- **指示 1**: 記録のうち「Where can the white window blind」を含む行から「column 1282, row 95」を含む行までを、「Target」を「Label」に置き換え、それ以外はそのままにして書き直してください。

- **掲載本文**:
常設展示「日本の前衛」の見どころ紹介(3)

ただいま開催中の常設展示「日本の前衛」の内容をご紹介するシリーズの第3弾。今回は60〜70年代以降の日本の現代美術界を彩った、さまざまな作家をご紹介いたします。


1960年代に入ると、現代美術の作家たちは平面や立体といったそれまでの美術表現に飽き足らなくなり、音や匂いを発する作品や既製品をそのまま利用した作品、廃物を利用した作品等を発表したり、さらには美術館を離れて街角でパフォーマンスを行うなど、新たな表現手段に果敢に取組むようになりました。前々回紹介した具体美術協会の作家たちや、前回紹介した篠原有司男も、そうした実験的な作品に挑んだ作家でした。今回ご紹介する「ハイレッド・センター」という前衛芸術グループもまた、東京の街角で数々の不穏なパフォーマンスを行って物議をかもすなど、精力的に活動したことで知られています。

ハイレッド・センター」は高松次郎(たかまつ・じろう)、赤瀬川原平(あかせがわ・げんぺい)、中西夏之(なかにし・なつゆき)の3人の名字の最初の一字「高・赤・中」を英語読みしたものです。メンバーのひとり高松次郎ハイレッド・センターの活動の後も、遠近法を逆にした作品などコンセプチュアル・アート(概念芸術)色の強い「考えさせる」作品を発表していましたが、彼の名を不動にしたのは上の作品「影(母子)」をはじめとする、実体ではなくその影だけを画面に描く「影の絵画」のシリーズでした。そこにあるべきものが無い「不在」を表現したかのようなこのシリーズは、見る者に奇妙な不安と所在の無い焦燥感を与えます。現代における人間のあり方を皮肉に表現しているのかも知れませんね。

- **提供資料**:
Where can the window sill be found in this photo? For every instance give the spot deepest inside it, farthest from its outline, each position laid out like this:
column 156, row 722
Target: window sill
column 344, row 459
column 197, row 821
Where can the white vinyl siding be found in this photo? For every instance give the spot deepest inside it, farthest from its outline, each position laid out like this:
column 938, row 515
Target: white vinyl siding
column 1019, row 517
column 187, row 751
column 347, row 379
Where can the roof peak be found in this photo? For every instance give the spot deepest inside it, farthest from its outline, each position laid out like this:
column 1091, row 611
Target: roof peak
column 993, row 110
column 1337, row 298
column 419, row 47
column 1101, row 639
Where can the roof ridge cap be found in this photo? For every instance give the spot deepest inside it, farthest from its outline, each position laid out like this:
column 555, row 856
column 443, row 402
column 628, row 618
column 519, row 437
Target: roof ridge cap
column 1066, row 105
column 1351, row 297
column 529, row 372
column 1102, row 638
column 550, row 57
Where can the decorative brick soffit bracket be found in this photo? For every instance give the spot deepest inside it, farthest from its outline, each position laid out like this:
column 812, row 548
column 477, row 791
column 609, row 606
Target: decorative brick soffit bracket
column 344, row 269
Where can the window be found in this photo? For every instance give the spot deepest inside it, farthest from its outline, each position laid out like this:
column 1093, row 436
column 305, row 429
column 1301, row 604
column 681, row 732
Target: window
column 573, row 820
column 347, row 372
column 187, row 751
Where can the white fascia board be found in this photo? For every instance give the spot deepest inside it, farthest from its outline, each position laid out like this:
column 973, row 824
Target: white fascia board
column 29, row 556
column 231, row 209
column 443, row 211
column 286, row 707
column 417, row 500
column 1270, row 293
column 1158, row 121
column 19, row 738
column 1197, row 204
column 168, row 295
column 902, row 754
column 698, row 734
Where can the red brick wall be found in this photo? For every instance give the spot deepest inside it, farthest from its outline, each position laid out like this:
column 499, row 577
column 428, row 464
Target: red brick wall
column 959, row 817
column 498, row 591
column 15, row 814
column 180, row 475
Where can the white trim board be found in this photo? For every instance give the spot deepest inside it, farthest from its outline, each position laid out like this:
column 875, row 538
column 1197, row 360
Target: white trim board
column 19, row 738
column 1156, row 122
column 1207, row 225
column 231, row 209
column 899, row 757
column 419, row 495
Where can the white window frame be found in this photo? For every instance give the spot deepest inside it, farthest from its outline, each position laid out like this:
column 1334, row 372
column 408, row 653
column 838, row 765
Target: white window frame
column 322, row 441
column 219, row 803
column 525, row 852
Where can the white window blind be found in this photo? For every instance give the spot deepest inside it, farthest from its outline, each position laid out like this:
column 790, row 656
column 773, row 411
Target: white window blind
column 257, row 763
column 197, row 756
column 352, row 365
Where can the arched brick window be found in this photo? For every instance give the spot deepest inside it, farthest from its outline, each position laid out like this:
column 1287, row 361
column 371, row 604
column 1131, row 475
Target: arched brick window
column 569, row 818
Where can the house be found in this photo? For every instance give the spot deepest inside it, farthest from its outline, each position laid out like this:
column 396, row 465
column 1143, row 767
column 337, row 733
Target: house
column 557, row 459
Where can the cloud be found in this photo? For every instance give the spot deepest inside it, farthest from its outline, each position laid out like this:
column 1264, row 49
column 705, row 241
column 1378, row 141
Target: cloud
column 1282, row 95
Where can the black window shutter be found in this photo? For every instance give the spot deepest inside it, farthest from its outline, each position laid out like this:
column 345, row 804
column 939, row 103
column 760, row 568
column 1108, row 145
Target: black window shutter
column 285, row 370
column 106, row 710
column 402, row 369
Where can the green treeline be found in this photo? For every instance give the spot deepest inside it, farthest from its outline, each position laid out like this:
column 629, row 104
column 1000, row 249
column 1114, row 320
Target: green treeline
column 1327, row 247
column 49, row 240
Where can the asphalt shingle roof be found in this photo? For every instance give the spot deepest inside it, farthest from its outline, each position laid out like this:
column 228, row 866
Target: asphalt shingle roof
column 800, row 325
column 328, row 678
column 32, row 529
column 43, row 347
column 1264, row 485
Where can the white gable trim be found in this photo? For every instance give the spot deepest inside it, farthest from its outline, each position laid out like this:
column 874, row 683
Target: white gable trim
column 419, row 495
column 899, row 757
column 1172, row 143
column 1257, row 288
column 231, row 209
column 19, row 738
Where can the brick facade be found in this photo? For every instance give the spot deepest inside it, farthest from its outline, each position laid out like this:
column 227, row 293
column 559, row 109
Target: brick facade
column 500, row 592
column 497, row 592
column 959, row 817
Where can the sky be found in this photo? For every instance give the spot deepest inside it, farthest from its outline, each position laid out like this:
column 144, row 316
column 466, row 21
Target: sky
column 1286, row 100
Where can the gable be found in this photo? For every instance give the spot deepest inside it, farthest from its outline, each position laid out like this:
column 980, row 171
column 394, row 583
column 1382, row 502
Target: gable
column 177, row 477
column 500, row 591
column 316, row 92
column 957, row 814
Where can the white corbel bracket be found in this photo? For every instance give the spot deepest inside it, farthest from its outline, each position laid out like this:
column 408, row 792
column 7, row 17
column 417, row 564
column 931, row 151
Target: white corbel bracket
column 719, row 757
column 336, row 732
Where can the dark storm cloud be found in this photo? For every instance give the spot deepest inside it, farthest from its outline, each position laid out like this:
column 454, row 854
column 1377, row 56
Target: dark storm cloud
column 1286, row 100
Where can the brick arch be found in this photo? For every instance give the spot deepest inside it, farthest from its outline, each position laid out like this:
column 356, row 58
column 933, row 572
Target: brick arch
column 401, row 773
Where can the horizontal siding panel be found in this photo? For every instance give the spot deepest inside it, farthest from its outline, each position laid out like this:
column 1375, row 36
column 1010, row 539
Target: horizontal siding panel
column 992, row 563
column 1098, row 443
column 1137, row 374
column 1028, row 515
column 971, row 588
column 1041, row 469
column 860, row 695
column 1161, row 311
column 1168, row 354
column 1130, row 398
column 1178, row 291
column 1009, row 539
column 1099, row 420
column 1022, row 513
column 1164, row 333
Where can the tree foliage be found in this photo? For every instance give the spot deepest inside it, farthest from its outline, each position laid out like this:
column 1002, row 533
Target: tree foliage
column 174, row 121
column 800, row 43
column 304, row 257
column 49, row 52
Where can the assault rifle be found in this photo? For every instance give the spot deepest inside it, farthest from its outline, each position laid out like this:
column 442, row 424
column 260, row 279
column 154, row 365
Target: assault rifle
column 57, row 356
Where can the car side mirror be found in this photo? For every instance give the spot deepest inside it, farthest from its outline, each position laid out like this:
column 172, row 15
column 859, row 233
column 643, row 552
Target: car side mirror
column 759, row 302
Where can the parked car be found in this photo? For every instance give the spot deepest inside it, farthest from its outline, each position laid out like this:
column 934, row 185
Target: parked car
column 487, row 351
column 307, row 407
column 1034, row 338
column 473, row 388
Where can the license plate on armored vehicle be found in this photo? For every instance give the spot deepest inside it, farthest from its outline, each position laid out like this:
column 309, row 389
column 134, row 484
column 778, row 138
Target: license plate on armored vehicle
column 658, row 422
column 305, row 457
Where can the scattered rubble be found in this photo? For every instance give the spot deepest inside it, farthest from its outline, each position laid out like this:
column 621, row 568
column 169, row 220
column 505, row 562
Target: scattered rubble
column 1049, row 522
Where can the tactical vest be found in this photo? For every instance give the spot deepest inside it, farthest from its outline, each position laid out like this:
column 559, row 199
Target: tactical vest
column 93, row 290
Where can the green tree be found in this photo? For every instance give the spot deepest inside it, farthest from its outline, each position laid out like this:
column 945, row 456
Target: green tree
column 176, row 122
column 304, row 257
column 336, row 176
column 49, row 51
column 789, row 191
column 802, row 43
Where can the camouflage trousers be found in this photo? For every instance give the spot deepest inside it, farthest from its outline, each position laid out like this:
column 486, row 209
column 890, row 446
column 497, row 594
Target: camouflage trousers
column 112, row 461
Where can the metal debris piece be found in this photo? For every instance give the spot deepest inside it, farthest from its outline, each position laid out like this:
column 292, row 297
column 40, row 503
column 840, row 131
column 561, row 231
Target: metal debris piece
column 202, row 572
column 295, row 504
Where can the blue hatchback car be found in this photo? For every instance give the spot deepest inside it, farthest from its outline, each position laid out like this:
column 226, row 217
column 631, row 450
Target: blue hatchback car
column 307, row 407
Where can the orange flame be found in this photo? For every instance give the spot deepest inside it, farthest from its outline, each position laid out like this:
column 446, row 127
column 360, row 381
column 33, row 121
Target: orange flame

- **指示 2**: 「日本の前衛」展の紹介文によると、ハイレッド・センターというグループ名は何に由来していますか。

- **解答 1**:
Where can the white window blind be found in this photo? For every instance give the spot deepest inside it, farthest from its outline, each position laid out like this:
column 790, row 656
column 773, row 411
Label: white window blind
column 257, row 763
column 197, row 756
column 352, row 365
Where can the arched brick window be found in this photo? For every instance give the spot deepest inside it, farthest from its outline, each position laid out like this:
column 1287, row 361
column 371, row 604
column 1131, row 475
Label: arched brick window
column 569, row 818
Where can the house be found in this photo? For every instance give the spot deepest inside it, farthest from its outline, each position laid out like this:
column 396, row 465
column 1143, row 767
column 337, row 733
Label: house
column 557, row 459
Where can the cloud be found in this photo? For every instance give the spot deepest inside it, farthest from its outline, each position laid out like this:
column 1264, row 49
column 705, row 241
column 1378, row 141
Label: cloud
column 1282, row 95

- **解答 2**: 高松次郎、赤瀬川原平、中西夏之の3人の名字の最初の一字「高・赤・中」を英語読みしたものです。